### [Set task]
Find each line in the records that contains the string "biscuit", matching case exactly, and copy those lines out.
====== Data extract
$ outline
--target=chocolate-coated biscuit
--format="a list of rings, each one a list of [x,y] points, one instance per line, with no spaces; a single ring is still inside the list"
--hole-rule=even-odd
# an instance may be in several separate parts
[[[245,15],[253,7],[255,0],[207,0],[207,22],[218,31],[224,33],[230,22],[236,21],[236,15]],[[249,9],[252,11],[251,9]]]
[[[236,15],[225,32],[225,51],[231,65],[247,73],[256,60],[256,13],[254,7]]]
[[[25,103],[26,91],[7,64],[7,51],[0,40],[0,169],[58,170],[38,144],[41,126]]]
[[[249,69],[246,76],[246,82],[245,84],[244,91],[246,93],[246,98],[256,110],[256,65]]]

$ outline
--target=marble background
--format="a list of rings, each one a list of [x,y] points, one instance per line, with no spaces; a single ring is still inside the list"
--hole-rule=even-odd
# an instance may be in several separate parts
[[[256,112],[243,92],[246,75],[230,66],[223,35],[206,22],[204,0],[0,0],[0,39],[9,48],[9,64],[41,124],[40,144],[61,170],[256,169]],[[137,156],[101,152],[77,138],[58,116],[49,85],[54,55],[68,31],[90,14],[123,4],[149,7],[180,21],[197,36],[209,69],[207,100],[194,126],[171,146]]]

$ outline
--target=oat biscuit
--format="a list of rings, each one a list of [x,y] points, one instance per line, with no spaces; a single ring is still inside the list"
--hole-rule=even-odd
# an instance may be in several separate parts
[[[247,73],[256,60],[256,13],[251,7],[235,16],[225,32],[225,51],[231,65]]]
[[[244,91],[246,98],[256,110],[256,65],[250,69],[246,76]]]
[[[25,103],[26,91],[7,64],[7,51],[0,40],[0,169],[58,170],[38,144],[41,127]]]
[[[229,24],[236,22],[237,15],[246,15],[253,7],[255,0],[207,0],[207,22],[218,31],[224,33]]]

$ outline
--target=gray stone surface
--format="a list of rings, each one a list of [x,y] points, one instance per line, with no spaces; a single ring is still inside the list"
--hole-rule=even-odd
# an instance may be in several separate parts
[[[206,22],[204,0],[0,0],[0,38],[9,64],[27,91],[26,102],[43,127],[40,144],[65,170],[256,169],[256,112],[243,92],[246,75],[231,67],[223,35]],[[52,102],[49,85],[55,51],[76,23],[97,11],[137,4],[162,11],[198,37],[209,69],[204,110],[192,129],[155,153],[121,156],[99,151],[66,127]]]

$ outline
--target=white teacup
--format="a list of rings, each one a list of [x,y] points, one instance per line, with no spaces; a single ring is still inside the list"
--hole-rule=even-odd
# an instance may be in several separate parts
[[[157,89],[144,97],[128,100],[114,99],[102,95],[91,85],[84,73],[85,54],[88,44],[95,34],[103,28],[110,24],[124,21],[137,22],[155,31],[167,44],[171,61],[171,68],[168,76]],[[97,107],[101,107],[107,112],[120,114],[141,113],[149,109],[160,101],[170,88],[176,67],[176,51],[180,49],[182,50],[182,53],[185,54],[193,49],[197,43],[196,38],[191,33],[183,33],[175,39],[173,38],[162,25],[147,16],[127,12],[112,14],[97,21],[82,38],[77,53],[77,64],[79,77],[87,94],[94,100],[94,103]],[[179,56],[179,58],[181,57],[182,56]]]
============
### [Problem solution]
--target=chocolate-coated biscuit
--target=oat biscuit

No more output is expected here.